**Text**
○ ○ ○ ○

Algernon West, who matriculated at Christ Church in 1850 and was one of Gordon's pupils, noted that in 1881 he still combined incongruously an "overpowering" case of the proverbial remark "The Englishman dearly loves a lord " with h-dropping.

Early in 1883 Gordon fell into poor health, and died on Friday, 25 May 1883, at home in Easthampstead. He was buried there, and his memorial has an inscription by John Ruskin, whom he had taught. A monument to him by Conrad Dressler was commissioned for Christ Church Cathedral.

==Works==
Osborne published:

- Εύσεβίου τού ΠαμΦιλιον Ίστορίας έκκλησιαστικής λόγοι δέκα. Eusebii Pamphili Historiæ Ecclesiasticæ Annotationes variorum, Oxford, 1842.
- Considerations on the Improvement of the Present Examination Statute, and the Admission of Poor Scholars to the University, Oxford, 1847; two editions of this work were published in that year.
- A Sermon preached in the Cathedral Church of Christ in Oxford on Easter Day, 1861, Oxford, 1861.
- The Great Commandment and Education, London, 1870.
- A sermon delivered by the Rev. Osborne Gordon, B.D., to his congregation at Easthampstead, on the deficiency of religious instruction in connection with certain proposals for national education.

==Family==
Gordon did not marry. He left the bulk of his property to his brother Alexander John Gordon, who died intestate a month after him, falling in an accident from a carriage.

○ ○ ○ ○

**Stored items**
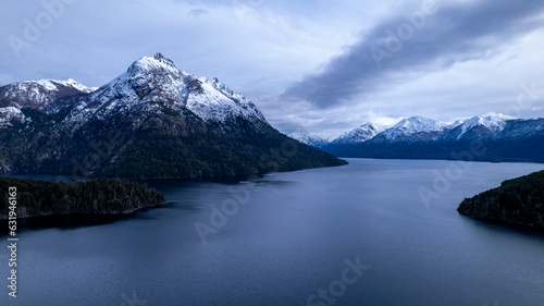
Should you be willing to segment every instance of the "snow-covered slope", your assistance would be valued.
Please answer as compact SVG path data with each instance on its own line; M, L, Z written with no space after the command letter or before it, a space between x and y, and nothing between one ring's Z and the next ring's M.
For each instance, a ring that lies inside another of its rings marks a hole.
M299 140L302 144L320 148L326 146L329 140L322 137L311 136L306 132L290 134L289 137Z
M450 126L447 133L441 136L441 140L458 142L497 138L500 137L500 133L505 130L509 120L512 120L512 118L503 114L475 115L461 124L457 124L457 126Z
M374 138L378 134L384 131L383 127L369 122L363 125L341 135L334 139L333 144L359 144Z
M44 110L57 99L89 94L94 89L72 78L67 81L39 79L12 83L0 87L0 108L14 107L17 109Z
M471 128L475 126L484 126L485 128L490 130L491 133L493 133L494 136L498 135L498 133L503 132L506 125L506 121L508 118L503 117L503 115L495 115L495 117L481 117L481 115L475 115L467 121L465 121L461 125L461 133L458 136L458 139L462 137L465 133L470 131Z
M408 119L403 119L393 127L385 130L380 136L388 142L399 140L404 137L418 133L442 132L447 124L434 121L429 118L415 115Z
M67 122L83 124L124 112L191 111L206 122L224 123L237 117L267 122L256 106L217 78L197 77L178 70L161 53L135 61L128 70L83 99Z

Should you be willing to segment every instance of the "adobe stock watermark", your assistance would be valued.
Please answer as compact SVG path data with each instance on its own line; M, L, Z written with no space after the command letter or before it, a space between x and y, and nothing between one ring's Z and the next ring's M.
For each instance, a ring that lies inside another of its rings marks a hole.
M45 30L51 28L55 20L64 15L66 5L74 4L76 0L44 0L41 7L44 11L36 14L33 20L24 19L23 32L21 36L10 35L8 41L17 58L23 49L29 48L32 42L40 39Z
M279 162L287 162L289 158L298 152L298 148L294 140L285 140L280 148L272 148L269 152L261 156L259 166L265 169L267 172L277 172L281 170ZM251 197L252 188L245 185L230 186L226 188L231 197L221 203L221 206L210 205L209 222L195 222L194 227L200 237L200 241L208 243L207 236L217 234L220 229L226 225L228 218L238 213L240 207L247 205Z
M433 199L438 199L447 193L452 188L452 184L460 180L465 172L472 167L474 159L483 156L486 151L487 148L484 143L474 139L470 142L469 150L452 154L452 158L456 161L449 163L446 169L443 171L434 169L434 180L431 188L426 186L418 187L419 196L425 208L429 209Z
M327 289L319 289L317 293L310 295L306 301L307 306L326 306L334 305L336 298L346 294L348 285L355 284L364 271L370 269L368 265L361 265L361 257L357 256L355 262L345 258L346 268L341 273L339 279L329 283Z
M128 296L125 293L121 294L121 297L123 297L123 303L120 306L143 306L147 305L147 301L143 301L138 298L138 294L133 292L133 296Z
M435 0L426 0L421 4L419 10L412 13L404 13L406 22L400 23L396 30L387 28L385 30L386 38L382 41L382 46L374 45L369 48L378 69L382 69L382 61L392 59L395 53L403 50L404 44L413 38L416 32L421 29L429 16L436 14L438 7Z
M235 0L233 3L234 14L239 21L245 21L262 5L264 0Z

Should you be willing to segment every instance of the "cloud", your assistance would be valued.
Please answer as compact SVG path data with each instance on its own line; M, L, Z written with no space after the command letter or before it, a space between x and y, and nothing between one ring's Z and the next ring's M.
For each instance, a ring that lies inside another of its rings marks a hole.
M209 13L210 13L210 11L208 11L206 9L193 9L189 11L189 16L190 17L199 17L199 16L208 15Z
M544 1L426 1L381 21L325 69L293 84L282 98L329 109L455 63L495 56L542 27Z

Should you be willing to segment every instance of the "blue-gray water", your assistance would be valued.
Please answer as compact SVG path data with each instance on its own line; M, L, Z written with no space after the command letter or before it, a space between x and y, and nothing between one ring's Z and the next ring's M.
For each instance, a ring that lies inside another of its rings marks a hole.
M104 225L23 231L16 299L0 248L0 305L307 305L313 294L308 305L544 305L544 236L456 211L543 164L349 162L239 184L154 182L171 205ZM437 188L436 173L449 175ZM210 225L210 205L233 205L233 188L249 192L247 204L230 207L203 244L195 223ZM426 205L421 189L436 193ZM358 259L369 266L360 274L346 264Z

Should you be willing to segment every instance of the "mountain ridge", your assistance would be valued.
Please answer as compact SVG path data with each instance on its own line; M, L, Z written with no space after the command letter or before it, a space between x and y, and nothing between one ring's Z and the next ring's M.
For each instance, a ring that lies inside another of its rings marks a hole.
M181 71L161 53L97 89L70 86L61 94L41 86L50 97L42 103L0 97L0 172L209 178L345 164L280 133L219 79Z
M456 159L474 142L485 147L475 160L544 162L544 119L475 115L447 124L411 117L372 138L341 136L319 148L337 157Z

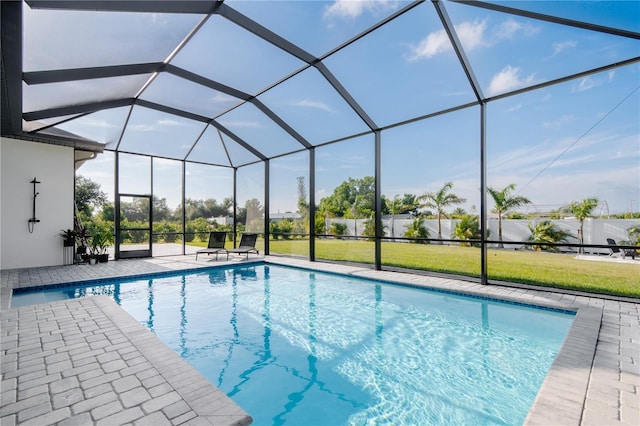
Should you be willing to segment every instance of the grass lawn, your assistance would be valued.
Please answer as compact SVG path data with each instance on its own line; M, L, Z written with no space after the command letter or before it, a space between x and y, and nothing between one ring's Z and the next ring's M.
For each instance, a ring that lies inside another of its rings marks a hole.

○ ○ ○ ○

**Activities**
1) For the biography of Osborne Gordon, decide whether each statement agrees with it, answering yes or no and quoting the deciding words: (a) Gordon died at his home in Easthampstead. (b) Gordon married late in life. (c) Conrad Dressler wrote the inscription on Gordon's memorial.
2) Apart from Gordon himself, which people does the biography name in its prose sections, leaving out the list of works?
3) Duplicate a passage of the biography, beginning at the words "Early in 1883" and stopping after "Education, London, 1870.".

**Solutions to the problems**
1)
(a) Yes: "died on Friday, 25 May 1883, at home in Easthampstead"
(b) No: "Gordon did not marry."
(c) No: "his memorial has an inscription by John Ruskin, whom he had taught"

2) Algernon West, John Ruskin, Conrad Dressler, Alexander John Gordon

3)
Early in 1883 Gordon fell into poor health, and died on Friday, 25 May 1883, at home in Easthampstead. He was buried there, and his memorial has an inscription by John Ruskin, whom he had taught. A monument to him by Conrad Dressler was commissioned for Christ Church Cathedral.

==Works==
Osborne published:

- Εύσεβίου τού ΠαμΦιλιον Ίστορίας έκκλησιαστικής λόγοι δέκα. Eusebii Pamphili Historiæ Ecclesiasticæ Annotationes variorum, Oxford, 1842.
- Considerations on the Improvement of the Present Examination Statute, and the Admission of Poor Scholars to the University, Oxford, 1847; two editions of this work were published in that year.
- A Sermon preached in the Cathedral Church of Christ in Oxford on Easter Day, 1861, Oxford, 1861.
- The Great Commandment and Education, London, 1870.